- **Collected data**
[START]

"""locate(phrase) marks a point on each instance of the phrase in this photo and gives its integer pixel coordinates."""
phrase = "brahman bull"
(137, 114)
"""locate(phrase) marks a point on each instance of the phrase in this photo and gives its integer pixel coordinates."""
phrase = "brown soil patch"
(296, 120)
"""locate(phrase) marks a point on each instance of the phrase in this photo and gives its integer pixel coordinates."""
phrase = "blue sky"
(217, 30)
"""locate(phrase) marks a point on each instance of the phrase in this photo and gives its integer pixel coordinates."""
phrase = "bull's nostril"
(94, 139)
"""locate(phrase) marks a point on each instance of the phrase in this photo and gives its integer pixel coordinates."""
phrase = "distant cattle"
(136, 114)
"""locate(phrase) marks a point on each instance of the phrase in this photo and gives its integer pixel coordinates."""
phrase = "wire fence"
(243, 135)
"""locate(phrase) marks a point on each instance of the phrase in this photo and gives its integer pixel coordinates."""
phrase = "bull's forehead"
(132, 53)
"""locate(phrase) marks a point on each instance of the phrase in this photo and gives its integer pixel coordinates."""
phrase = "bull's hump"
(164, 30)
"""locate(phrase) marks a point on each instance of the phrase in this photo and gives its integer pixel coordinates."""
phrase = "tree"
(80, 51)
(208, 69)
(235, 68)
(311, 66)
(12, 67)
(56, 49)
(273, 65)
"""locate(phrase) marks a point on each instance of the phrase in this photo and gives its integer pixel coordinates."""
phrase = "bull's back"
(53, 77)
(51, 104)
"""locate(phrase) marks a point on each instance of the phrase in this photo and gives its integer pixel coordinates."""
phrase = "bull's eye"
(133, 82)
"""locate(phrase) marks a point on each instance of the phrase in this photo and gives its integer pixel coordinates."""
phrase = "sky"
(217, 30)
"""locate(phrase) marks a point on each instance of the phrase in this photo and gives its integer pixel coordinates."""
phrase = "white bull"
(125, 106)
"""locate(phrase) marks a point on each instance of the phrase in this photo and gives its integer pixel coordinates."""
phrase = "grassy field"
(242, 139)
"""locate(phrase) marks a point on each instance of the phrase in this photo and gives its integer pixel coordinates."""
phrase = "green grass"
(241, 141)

[END]

- **What is required**
Pick out each line of the material above that contains the word "bull".

- **Written answer**
phrase = "brahman bull"
phrase = "bull's nostril"
phrase = "bull's forehead"
phrase = "bull's hump"
phrase = "bull's back"
phrase = "bull's eye"
phrase = "white bull"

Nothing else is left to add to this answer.